◆ ABOUT THIS EXERCISE
Your answer should consist of each line from the data below that contains "window".

◆ Free-text object descriptions
──────────────────────────────
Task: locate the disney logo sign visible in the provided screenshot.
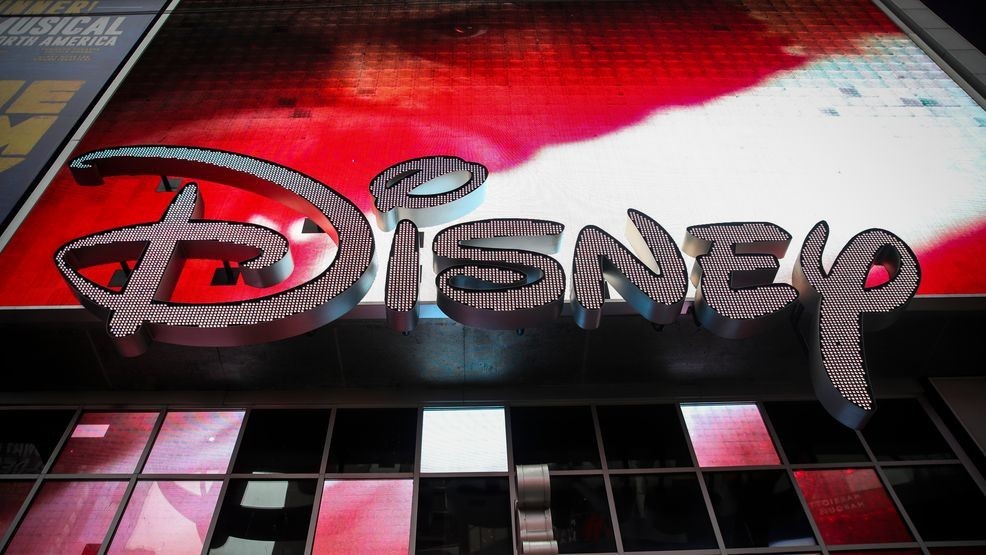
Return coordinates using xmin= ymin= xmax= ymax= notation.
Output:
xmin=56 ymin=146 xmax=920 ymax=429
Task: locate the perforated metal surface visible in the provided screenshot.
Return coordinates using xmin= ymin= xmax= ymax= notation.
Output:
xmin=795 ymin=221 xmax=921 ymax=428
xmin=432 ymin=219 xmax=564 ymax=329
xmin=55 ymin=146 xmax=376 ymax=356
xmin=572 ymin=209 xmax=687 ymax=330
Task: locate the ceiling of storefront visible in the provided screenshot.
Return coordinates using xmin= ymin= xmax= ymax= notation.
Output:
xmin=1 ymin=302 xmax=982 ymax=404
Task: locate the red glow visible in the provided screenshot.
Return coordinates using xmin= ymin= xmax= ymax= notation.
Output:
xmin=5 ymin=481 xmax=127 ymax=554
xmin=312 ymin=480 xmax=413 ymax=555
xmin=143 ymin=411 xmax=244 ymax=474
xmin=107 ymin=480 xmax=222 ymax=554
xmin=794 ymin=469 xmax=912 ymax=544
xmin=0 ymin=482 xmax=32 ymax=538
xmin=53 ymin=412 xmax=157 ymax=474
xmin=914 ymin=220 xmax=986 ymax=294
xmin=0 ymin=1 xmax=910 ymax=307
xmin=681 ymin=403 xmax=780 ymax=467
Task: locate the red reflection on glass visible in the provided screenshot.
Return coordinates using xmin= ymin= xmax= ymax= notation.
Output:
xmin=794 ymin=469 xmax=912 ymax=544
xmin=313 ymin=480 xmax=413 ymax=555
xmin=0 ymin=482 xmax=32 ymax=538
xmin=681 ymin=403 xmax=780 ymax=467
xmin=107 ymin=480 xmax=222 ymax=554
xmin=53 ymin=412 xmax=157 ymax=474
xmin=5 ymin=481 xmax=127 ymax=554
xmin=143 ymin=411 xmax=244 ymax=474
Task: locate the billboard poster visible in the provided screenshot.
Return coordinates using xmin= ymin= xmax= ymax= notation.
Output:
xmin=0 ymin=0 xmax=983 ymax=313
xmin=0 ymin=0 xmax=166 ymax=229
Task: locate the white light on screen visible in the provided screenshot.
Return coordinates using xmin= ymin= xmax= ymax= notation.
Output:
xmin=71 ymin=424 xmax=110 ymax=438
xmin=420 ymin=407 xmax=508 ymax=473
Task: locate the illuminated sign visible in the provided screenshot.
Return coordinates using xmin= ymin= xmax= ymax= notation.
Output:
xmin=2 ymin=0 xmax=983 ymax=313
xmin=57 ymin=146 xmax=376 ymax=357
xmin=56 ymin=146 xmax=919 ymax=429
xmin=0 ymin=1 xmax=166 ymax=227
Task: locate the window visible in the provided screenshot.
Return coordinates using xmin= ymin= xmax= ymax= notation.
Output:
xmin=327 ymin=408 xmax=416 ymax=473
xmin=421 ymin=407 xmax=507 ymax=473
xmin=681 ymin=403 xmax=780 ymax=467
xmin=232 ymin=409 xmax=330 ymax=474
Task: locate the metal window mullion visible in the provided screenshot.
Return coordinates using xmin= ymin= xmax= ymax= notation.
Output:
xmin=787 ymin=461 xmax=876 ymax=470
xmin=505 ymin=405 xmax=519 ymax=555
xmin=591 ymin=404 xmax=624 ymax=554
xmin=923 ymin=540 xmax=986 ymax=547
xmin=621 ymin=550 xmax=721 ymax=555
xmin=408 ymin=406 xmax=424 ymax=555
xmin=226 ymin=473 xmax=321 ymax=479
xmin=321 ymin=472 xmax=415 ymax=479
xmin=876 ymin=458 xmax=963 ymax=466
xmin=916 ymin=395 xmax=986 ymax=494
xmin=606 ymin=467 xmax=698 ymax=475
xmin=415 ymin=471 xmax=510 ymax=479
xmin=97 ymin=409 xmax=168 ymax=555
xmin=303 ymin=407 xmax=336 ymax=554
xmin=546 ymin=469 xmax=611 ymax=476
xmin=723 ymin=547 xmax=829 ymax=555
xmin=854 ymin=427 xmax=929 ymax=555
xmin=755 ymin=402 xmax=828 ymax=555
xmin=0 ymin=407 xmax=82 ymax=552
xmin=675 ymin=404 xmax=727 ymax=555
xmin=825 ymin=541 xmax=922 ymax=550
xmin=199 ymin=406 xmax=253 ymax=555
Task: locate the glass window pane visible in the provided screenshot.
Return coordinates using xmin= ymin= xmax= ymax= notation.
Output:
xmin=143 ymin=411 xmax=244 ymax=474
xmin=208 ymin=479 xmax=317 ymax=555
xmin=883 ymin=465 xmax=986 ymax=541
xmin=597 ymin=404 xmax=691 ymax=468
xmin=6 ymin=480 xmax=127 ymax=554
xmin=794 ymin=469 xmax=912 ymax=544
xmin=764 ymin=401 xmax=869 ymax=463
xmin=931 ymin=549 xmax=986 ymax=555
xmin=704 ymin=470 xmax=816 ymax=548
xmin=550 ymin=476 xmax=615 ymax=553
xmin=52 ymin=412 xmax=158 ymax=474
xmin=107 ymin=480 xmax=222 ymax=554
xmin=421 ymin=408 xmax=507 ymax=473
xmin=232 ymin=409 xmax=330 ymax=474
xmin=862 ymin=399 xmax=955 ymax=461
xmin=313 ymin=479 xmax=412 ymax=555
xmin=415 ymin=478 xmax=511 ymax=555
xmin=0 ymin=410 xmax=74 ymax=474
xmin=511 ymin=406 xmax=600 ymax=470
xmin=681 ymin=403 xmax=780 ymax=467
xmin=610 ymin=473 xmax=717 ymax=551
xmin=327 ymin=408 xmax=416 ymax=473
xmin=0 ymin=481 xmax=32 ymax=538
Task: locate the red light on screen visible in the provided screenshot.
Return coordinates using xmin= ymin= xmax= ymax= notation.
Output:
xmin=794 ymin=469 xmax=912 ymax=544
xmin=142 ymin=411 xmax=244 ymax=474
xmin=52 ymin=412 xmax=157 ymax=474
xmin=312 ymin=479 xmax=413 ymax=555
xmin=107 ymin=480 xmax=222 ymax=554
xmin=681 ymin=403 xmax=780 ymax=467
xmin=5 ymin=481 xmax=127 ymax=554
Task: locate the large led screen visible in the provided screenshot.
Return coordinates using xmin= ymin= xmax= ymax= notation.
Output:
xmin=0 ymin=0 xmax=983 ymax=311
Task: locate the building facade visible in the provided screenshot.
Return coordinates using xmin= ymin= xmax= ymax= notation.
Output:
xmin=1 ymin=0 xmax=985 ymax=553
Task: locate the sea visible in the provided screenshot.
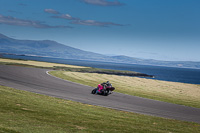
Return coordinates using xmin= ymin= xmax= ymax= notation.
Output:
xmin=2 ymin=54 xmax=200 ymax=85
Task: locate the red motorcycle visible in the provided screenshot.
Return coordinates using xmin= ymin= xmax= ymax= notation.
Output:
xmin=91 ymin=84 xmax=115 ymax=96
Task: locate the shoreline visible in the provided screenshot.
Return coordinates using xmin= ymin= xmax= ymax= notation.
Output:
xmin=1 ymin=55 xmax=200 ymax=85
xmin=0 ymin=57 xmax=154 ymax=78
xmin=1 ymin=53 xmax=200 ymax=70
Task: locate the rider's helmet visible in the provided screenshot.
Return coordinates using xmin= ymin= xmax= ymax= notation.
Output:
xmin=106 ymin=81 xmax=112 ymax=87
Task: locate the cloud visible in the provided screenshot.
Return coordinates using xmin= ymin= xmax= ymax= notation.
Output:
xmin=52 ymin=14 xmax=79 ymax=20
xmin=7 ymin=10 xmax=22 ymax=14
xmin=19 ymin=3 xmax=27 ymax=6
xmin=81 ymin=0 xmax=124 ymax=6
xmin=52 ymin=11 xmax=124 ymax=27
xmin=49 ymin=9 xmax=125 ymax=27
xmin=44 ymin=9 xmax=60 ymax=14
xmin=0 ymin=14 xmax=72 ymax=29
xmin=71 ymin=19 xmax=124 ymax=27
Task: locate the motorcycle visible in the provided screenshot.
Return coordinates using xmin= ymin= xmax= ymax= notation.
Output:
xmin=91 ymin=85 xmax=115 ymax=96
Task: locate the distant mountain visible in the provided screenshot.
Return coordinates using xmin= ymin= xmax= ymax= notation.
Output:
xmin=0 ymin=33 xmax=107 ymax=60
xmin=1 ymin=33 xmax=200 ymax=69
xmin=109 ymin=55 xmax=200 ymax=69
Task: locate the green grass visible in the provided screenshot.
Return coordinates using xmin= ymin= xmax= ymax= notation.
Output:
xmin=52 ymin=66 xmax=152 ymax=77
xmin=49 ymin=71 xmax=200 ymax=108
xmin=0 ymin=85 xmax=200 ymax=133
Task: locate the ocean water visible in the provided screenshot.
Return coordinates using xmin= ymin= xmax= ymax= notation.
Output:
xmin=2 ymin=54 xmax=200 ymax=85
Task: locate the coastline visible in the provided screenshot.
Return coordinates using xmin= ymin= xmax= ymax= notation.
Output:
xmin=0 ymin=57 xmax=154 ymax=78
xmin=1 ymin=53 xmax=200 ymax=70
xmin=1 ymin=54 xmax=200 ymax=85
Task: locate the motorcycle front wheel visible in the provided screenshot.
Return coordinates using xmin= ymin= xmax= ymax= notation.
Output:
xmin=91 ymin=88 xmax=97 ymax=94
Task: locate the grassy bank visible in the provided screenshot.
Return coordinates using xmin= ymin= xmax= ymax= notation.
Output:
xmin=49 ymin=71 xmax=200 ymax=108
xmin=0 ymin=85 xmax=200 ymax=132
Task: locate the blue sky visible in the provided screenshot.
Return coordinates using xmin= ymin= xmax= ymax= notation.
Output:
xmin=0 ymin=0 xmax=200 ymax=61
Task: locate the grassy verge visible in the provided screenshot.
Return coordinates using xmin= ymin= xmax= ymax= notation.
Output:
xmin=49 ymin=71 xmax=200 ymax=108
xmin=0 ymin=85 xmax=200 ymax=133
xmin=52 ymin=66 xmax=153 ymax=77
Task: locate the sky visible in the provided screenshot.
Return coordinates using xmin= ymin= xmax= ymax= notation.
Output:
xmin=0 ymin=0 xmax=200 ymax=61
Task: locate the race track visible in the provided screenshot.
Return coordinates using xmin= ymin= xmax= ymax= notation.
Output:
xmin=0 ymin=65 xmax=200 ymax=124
──────────────────────────────
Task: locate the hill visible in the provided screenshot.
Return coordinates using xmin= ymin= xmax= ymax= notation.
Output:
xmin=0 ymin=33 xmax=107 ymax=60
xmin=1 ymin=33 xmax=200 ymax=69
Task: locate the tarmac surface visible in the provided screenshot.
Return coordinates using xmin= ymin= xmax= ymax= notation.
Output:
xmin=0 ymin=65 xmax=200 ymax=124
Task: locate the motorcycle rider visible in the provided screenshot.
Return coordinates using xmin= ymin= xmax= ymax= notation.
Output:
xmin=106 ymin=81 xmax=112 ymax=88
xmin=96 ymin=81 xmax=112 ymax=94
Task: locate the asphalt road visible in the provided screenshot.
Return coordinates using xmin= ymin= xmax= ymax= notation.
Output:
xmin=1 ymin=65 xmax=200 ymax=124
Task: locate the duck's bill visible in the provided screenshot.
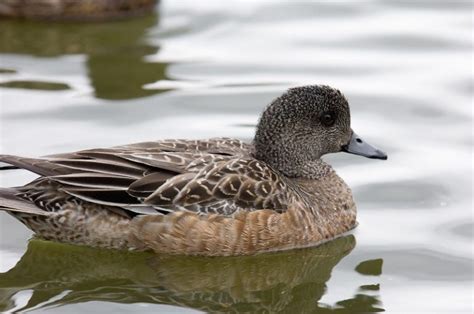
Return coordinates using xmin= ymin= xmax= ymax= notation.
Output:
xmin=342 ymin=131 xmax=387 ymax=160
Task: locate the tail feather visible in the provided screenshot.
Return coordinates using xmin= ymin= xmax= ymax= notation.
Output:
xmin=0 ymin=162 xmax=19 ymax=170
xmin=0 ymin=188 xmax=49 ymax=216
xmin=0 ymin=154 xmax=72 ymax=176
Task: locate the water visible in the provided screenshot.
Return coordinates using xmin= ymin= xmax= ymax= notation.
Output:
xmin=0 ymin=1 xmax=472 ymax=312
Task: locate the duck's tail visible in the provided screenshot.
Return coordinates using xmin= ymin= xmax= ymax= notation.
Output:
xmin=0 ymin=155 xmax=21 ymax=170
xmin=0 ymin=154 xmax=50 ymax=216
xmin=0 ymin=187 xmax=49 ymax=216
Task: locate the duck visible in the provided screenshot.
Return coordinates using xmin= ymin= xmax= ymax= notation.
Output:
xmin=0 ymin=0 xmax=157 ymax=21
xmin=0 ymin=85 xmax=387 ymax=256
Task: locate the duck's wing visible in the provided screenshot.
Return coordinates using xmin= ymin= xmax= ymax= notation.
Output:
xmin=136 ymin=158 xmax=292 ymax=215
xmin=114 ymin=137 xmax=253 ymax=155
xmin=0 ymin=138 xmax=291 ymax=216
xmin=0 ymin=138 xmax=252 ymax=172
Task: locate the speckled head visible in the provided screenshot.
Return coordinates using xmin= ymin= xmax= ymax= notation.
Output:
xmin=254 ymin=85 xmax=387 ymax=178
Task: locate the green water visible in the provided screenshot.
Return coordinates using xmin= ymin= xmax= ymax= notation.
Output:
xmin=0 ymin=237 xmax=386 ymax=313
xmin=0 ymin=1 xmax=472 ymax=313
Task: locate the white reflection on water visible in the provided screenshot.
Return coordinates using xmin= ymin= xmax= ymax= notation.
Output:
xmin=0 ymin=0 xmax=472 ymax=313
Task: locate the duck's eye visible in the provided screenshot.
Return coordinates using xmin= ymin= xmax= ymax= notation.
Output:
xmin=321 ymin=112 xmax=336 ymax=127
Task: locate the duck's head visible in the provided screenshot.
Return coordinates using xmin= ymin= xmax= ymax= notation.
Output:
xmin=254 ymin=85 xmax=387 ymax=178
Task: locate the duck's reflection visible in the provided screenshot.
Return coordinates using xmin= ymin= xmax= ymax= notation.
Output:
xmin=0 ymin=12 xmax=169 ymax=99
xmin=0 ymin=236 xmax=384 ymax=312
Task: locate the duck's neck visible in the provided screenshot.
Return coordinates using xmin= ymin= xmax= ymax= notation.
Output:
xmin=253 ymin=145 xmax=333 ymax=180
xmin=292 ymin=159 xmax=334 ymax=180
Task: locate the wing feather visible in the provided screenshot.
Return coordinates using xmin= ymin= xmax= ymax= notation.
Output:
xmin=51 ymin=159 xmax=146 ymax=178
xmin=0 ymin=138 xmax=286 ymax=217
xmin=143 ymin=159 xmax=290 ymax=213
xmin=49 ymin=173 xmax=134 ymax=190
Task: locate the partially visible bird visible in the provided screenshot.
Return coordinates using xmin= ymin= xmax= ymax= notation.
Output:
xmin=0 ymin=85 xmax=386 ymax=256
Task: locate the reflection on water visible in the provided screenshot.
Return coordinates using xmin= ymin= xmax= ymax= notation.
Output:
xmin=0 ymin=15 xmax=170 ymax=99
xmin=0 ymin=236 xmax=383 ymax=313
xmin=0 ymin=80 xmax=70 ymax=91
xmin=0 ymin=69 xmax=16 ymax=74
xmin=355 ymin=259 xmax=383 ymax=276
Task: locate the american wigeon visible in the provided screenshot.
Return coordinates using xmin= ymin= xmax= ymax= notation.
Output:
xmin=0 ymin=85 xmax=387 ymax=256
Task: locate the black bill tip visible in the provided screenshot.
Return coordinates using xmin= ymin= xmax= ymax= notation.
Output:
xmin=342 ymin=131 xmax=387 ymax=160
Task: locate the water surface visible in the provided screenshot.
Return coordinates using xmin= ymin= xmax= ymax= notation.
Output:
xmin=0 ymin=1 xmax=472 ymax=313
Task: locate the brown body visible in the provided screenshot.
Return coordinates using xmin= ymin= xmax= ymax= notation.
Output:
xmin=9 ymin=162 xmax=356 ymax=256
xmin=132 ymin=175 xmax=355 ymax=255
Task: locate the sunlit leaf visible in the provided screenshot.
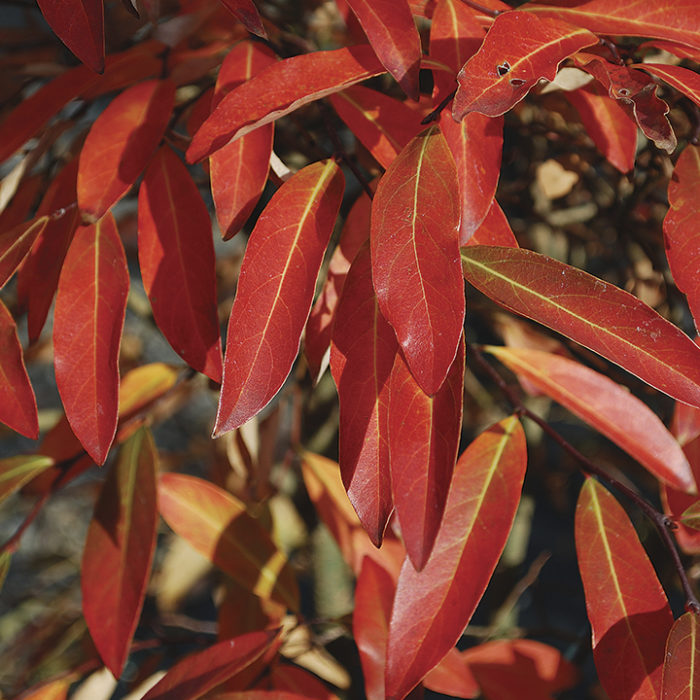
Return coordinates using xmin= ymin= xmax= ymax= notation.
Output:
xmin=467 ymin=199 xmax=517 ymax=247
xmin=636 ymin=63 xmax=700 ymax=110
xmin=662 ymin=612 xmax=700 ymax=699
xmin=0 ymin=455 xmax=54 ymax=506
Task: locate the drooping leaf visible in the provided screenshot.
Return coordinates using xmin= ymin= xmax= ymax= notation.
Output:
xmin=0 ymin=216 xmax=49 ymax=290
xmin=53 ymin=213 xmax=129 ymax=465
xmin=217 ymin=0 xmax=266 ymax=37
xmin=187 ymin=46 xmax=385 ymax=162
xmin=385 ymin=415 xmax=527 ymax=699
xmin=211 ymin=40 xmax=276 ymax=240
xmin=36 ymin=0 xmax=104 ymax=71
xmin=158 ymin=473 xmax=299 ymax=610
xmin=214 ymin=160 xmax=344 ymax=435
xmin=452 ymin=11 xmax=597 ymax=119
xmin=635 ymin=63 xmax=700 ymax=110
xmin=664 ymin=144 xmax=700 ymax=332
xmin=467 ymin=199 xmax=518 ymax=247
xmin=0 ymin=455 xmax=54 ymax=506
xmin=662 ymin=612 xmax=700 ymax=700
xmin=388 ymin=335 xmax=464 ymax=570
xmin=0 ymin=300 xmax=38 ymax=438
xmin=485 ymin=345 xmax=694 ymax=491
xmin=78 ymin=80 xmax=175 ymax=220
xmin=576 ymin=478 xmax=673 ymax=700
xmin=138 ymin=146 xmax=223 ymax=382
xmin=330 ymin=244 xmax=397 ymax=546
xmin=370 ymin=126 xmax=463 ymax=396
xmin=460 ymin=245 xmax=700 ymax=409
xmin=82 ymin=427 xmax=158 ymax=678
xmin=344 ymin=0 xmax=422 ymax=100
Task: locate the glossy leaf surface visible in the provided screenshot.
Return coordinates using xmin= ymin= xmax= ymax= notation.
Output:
──────────────────────────────
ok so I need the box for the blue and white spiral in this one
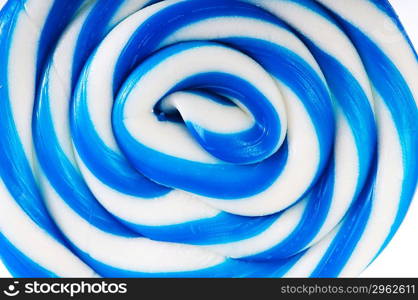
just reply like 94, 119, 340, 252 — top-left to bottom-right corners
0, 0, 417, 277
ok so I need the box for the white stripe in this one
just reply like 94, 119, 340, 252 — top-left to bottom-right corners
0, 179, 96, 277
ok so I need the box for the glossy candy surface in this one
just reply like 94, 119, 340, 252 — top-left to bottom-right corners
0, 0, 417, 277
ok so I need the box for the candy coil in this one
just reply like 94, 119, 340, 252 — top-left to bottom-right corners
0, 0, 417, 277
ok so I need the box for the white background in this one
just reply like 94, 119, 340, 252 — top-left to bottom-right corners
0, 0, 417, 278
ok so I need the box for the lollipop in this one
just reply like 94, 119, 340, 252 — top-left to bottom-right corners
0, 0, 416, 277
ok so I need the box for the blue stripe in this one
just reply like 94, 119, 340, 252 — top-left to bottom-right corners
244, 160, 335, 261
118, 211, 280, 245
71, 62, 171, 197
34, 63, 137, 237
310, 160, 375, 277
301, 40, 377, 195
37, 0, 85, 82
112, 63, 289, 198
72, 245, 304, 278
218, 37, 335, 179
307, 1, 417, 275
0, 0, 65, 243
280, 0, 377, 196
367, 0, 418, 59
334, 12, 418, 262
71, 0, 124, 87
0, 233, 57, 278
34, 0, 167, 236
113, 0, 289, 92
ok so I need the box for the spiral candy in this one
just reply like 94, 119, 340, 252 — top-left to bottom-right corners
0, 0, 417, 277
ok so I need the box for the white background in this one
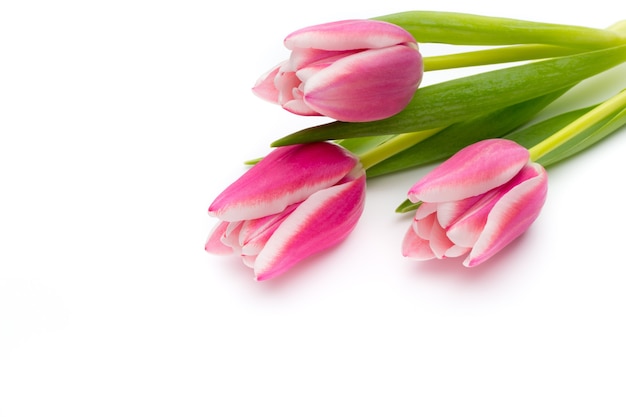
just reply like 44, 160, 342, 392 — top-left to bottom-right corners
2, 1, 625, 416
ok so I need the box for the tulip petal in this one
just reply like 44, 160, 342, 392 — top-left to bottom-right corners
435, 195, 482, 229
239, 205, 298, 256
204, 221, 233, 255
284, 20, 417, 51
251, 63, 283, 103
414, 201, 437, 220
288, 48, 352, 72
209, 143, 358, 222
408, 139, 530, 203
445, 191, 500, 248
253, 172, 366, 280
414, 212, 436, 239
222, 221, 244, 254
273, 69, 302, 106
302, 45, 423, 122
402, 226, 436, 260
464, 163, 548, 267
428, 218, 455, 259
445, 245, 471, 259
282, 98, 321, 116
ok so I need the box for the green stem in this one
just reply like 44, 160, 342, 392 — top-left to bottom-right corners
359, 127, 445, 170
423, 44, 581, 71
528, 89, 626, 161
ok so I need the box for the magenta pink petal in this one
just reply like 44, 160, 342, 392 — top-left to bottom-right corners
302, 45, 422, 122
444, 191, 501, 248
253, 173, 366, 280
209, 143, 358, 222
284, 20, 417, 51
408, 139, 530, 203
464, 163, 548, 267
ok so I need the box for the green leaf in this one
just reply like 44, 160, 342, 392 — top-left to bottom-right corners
──────────────────────────────
◆ RESPONSE TO THE TASK
Task: locate the window visible in the provided screenshot.
Task: locate the metal window mullion visible in the provided screenshot.
Task: locate the glass window pane visible in the provided screenshot.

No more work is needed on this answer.